• [Task details] In the copy, include no images, and repeat each entry precisely as written.

Data entries:
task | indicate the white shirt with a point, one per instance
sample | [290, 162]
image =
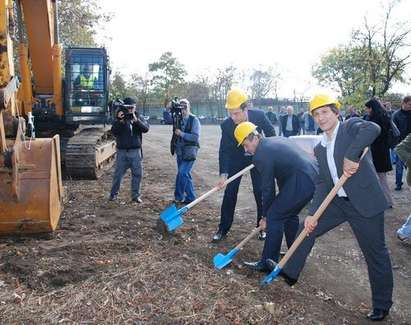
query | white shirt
[329, 145]
[289, 126]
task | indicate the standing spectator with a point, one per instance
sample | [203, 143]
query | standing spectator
[388, 109]
[271, 115]
[404, 151]
[380, 148]
[402, 118]
[290, 124]
[187, 145]
[351, 112]
[128, 129]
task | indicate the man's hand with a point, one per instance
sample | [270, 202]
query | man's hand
[263, 224]
[221, 181]
[350, 167]
[310, 224]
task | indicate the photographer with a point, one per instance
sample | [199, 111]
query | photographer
[186, 148]
[128, 129]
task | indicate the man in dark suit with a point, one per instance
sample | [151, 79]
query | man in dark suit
[360, 202]
[290, 124]
[232, 158]
[278, 160]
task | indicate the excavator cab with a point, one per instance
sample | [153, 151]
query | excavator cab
[86, 86]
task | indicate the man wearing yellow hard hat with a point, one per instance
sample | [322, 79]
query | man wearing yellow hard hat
[232, 158]
[280, 160]
[361, 201]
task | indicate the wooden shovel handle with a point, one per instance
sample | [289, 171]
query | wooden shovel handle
[246, 239]
[215, 189]
[317, 215]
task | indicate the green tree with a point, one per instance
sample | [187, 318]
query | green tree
[78, 22]
[372, 62]
[118, 87]
[168, 73]
[263, 82]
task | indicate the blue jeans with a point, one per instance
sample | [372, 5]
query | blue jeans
[405, 230]
[184, 190]
[128, 159]
[399, 166]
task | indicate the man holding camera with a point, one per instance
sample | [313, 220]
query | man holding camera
[186, 149]
[128, 129]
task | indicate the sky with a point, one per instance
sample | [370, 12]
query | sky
[205, 35]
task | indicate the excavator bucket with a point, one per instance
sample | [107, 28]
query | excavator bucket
[31, 191]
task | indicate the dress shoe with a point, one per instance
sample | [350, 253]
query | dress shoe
[289, 280]
[258, 266]
[219, 236]
[262, 235]
[377, 315]
[137, 199]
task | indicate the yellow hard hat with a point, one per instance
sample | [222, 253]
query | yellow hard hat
[322, 100]
[235, 98]
[243, 130]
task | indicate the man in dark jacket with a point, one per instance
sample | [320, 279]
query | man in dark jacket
[402, 119]
[128, 129]
[232, 158]
[360, 202]
[278, 160]
[290, 123]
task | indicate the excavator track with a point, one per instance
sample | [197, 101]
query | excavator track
[89, 153]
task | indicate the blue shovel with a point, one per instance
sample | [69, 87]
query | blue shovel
[317, 215]
[221, 260]
[172, 216]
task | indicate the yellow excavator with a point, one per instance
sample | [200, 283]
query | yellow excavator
[41, 114]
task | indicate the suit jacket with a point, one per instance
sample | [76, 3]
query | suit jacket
[296, 124]
[363, 188]
[280, 159]
[232, 156]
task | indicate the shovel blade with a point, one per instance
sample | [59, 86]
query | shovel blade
[221, 260]
[172, 217]
[271, 276]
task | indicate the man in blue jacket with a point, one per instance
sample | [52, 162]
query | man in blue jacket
[128, 129]
[278, 160]
[187, 146]
[232, 158]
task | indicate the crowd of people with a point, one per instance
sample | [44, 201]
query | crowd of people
[285, 178]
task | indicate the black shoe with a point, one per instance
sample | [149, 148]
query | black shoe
[137, 199]
[262, 235]
[377, 315]
[219, 236]
[258, 266]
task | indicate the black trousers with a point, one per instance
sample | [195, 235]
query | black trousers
[230, 197]
[282, 216]
[371, 239]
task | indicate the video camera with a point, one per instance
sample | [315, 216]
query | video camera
[119, 106]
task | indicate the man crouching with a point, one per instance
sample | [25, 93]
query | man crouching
[278, 159]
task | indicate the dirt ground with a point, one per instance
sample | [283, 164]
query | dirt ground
[108, 264]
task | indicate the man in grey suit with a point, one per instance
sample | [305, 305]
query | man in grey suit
[360, 202]
[278, 159]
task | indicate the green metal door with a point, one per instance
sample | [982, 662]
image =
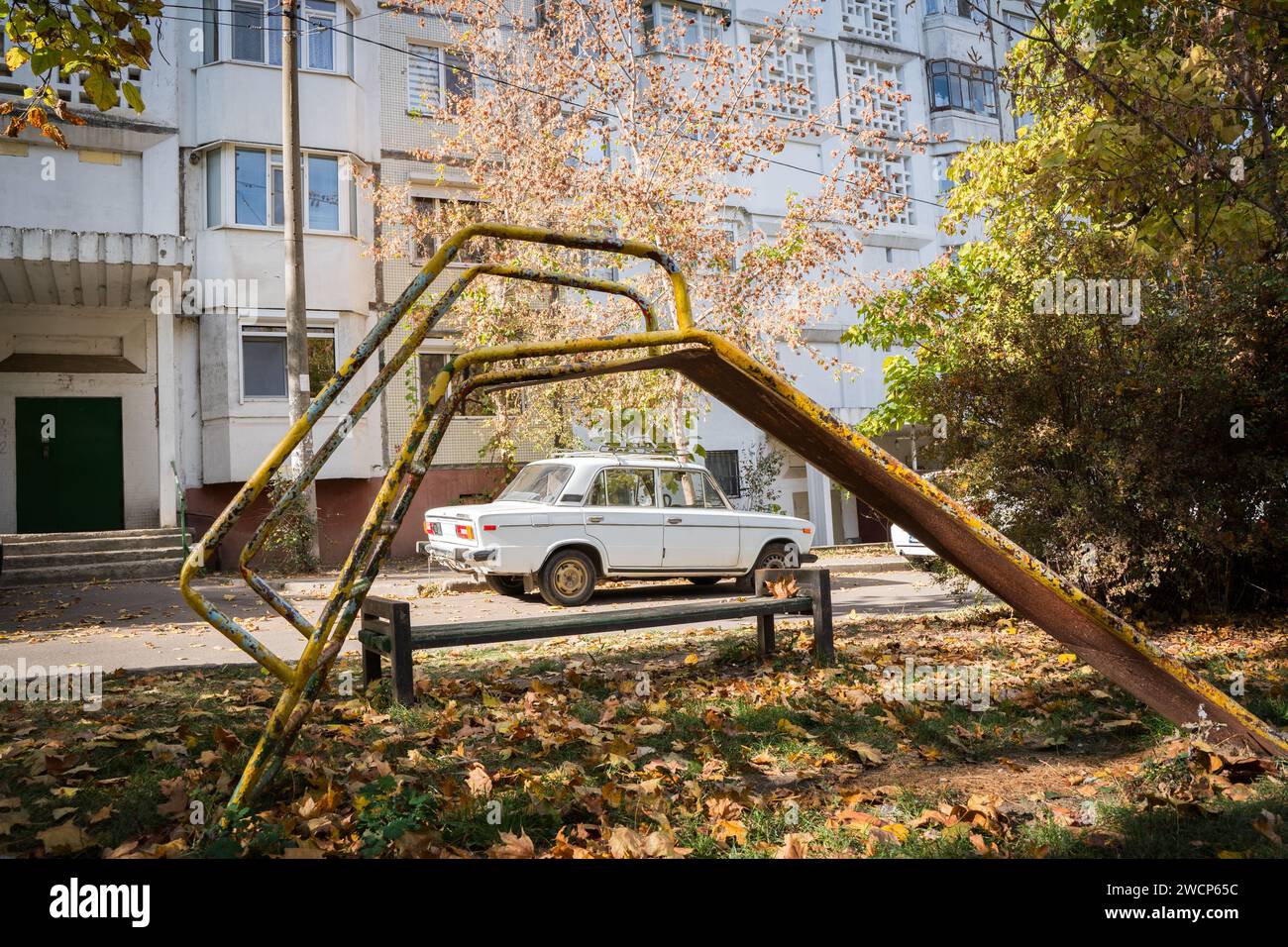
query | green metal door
[69, 464]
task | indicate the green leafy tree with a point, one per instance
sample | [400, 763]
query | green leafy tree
[97, 39]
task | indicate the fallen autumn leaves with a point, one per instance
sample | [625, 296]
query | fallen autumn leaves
[664, 745]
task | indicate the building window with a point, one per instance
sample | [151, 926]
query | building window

• [Your response]
task | indicate the white shirt with a point, one per instance
sample | [290, 162]
image =
query | white shirt
[329, 145]
[289, 126]
task | indicate the standing spectator with a point, one per instance
sample | [203, 143]
query | standing spectator
[388, 109]
[271, 115]
[404, 151]
[380, 148]
[402, 118]
[290, 124]
[187, 145]
[351, 112]
[128, 129]
task | indicate the man's hand with a point, one per instance
sample | [270, 202]
query | man's hand
[263, 224]
[221, 181]
[350, 167]
[310, 224]
task | indicate the photographer with a point, one per instance
sample | [199, 111]
query | photographer
[186, 148]
[128, 129]
task | indicate the man in dark suit with a point, one per instance
sample | [151, 79]
query | man in dark suit
[360, 202]
[290, 124]
[232, 158]
[278, 160]
task | indicate the excavator cab with a point, one per instance
sample | [153, 151]
query | excavator cab
[86, 86]
task | indicate the man wearing yellow hard hat with a point, one per instance
sample | [322, 79]
query | man wearing yellow hard hat
[232, 158]
[280, 160]
[361, 201]
task | indicate the wooden shovel handle with a point, one per instance
sample | [289, 171]
query | wooden shovel handle
[246, 239]
[215, 189]
[317, 215]
task | indicate the green tree with a point, one per instance
sample | [187, 318]
query | green tree
[78, 22]
[372, 62]
[118, 87]
[168, 73]
[263, 82]
task | indicate the blue jeans with a point, one per instance
sample | [372, 5]
query | blue jeans
[405, 230]
[184, 190]
[128, 159]
[399, 166]
task | indicate the man holding camera with a point, one per instance
sample | [313, 220]
query | man holding camera
[186, 149]
[128, 129]
task | indicate the sky with a point, one per instance
sample | [370, 12]
query | sky
[205, 35]
task | indicate the excavator bucket with a point, one per instance
sample | [107, 28]
query | excavator bucket
[31, 191]
task | indicate the dress shoe with a point, one per instance
sample | [350, 253]
query | dress shoe
[289, 280]
[258, 266]
[219, 236]
[262, 235]
[377, 315]
[137, 199]
task | indicate the yellow hard hat with a point, one per instance
sample | [222, 253]
query | yellow hard hat
[322, 100]
[235, 98]
[243, 130]
task | indicate the man in dark jacket with a point, one per instance
sample | [320, 279]
query | man in dark jacket
[402, 119]
[128, 129]
[232, 158]
[360, 202]
[278, 160]
[290, 123]
task | indicate the excavator track with a point, one per instance
sample | [197, 101]
query | excavator track
[89, 153]
task | indicate the blue shovel with a point, one per instance
sample | [69, 87]
query | blue shovel
[317, 215]
[221, 260]
[172, 216]
task | indicate the yellow excavator with a point, one per instance
sample | [200, 283]
query | yellow excavator
[41, 114]
task | indicate the suit jacket with a point, one per instance
sample | [76, 3]
query | suit jacket
[296, 124]
[363, 188]
[280, 159]
[232, 156]
task | indicate the shovel blade with a point, one per instance
sample | [59, 86]
query | shovel blade
[221, 260]
[172, 217]
[271, 276]
task | indicate the man in blue jacket with a point, one per instance
sample | [52, 162]
query | man in blue jacket
[128, 129]
[278, 160]
[187, 146]
[232, 158]
task | indicate the crowd of people with a point, one per instance
sample | [44, 201]
query | crowd of people
[285, 178]
task | indicate the black shoe with a point, one per instance
sample | [149, 148]
query | black shoe
[137, 199]
[262, 235]
[377, 315]
[219, 236]
[258, 266]
task | indicate the black trousers with a point, one per instance
sample | [195, 235]
query | black trousers
[230, 197]
[282, 216]
[371, 239]
task | indicate the video camera with a point, one per instance
sample | [315, 216]
query | video camera
[119, 106]
task | indicate the man crouching with a point, one per instance
sample | [25, 93]
query | man crouching
[278, 159]
task | indicate the dirt ground with a point, one per instance
sample | [283, 164]
query | dirt ground
[108, 264]
task | indicate the man in grey suit with a point, one per instance
sample | [305, 305]
query | man in grey suit
[360, 202]
[278, 159]
task | indicate the green metal door with a point, one per instance
sample | [982, 662]
image =
query | green metal door
[69, 464]
task | indicate the green leafy tree with a point, one per instance
sample | [400, 763]
query | green leafy tree
[97, 39]
task | indicate the fallen autumn leaves with a point, one per instance
sample | [625, 296]
query | fallen autumn leaves
[664, 745]
task | indicate the building window with a point, one per instance
sample | [151, 926]
query | building window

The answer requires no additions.